The race is not about competition and it isn't about any reward, Roger Rosenthal and his daughter Kelli are holding the third annual Anne's Quest 5K run on Oct. 23 to promote family fun and educate people about colon cancer.

Anne Rosenthal died of the disease on Oct. 20, 2007, at the age of 55, leaving behind her husband, Roger, and her children Kelli, Erin and Timmy. Anne became an avid runner in her 40's, according to Kelli, who said her mother ran about 4 miles every other day.

The race and the foundation [also called Anne's Quest] involves everything my mom stood for, Kelli said. "We make it a very family-friendly race. We don't make it competitive."

Kelli said they have received complaints, along with some praise, that they don't spend money on medals or prizes for the winning runner. Kelli said she believes that money is better spent directly with the foundation.

However, there will be a raffle at the end of the event for donated prizes such as Chuck E. Cheese's tokens, certificates to salons and a basket full of wine and cheese will be given away.

The run will begin at Shaker High School, where Anne was a math teacher for 20 years, and head to Siena College, where she graduated from and met her husband, and back to Shaker.

"We'll have facts and advice on how to prevent colon cancer," said Kelli.

Education means a lot to Roger, who believes that the age of 50 is too late to get your first colonoscopy, even though it is the age the federal government suggests.

"If we can get one person to get a colonoscopy," said Roger, "then we've done our job."

Roger added that they are working with the American Cancer Society to try to create an outreach program to encourage physicians to do more about educating people about colon cancer. He said the ACS already has a program in place, which they will try to "piggyback off of."

───

== Exercises to complete ==
- A) Answer these about the article on the Anne's Quest 5K:
(i) On what date will the third annual run take place?
(ii) For how many years was Anne a math teacher at Shaker High School?
(iii) Which organization is Roger working with to create an outreach program?
- B) Can you reproduce the part of the article on the Anne's Quest 5K that begins at the words "The race is" and stops after "with the foundation."?

Collected data entries

───

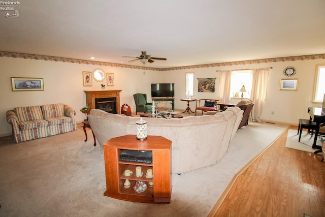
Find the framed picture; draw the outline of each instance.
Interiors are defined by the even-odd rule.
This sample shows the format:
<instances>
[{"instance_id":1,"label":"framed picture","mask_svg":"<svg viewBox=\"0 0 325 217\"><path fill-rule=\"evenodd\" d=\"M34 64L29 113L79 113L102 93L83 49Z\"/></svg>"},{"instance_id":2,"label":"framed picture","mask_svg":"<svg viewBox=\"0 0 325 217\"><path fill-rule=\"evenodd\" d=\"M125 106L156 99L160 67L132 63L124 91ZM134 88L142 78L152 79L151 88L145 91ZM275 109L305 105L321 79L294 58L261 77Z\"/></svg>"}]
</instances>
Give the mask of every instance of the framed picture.
<instances>
[{"instance_id":1,"label":"framed picture","mask_svg":"<svg viewBox=\"0 0 325 217\"><path fill-rule=\"evenodd\" d=\"M280 79L280 90L298 90L298 78Z\"/></svg>"},{"instance_id":2,"label":"framed picture","mask_svg":"<svg viewBox=\"0 0 325 217\"><path fill-rule=\"evenodd\" d=\"M107 78L107 86L114 86L114 74L106 73Z\"/></svg>"},{"instance_id":3,"label":"framed picture","mask_svg":"<svg viewBox=\"0 0 325 217\"><path fill-rule=\"evenodd\" d=\"M84 86L92 86L91 72L82 72Z\"/></svg>"},{"instance_id":4,"label":"framed picture","mask_svg":"<svg viewBox=\"0 0 325 217\"><path fill-rule=\"evenodd\" d=\"M11 77L12 91L44 90L43 78Z\"/></svg>"}]
</instances>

───

== Answers ==
- A)
(i) Oct. 23
(ii) 20 years
(iii) The American Cancer Society

- B)
The race is not about competition and it isn't about any reward, Roger Rosenthal and his daughter Kelli are holding the third annual Anne's Quest 5K run on Oct. 23 to promote family fun and educate people about colon cancer.

Anne Rosenthal died of the disease on Oct. 20, 2007, at the age of 55, leaving behind her husband, Roger, and her children Kelli, Erin and Timmy. Anne became an avid runner in her 40's, according to Kelli, who said her mother ran about 4 miles every other day.

The race and the foundation [also called Anne's Quest] involves everything my mom stood for, Kelli said. "We make it a very family-friendly race. We don't make it competitive."

Kelli said they have received complaints, along with some praise, that they don't spend money on medals or prizes for the winning runner. Kelli said she believes that money is better spent directly with the foundation.